Labeled contour entries
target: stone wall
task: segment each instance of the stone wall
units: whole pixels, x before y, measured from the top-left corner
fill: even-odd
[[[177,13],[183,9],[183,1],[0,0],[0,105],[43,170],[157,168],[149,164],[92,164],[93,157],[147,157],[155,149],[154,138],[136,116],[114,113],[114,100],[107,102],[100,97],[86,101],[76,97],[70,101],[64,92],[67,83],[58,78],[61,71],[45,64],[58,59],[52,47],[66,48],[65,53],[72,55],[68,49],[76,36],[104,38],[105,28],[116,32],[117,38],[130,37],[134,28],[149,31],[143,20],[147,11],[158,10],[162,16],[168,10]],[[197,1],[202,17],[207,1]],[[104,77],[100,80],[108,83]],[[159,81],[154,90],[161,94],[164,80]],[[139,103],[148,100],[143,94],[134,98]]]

#### [Instruction]
Print these lines again without any changes, for all the records.

#### [Solved exercise]
target: stone wall
task: segment each instance of the stone wall
units: whole pixels, x before y, measured from the top-left corner
fill: even-odd
[[[177,13],[183,9],[183,1],[0,0],[0,105],[43,170],[157,168],[149,164],[92,164],[93,157],[147,157],[155,149],[154,138],[136,116],[114,113],[114,100],[107,102],[100,97],[86,101],[76,97],[70,101],[64,92],[67,83],[58,78],[61,71],[45,64],[58,59],[52,47],[66,48],[65,53],[72,55],[68,49],[76,36],[104,38],[105,28],[116,32],[117,38],[130,37],[134,28],[149,31],[143,20],[147,11],[158,10],[162,16],[168,10]],[[197,1],[202,17],[207,1]],[[104,77],[100,80],[108,83]],[[159,81],[154,90],[161,94],[164,80]],[[139,103],[148,100],[143,94],[134,98]]]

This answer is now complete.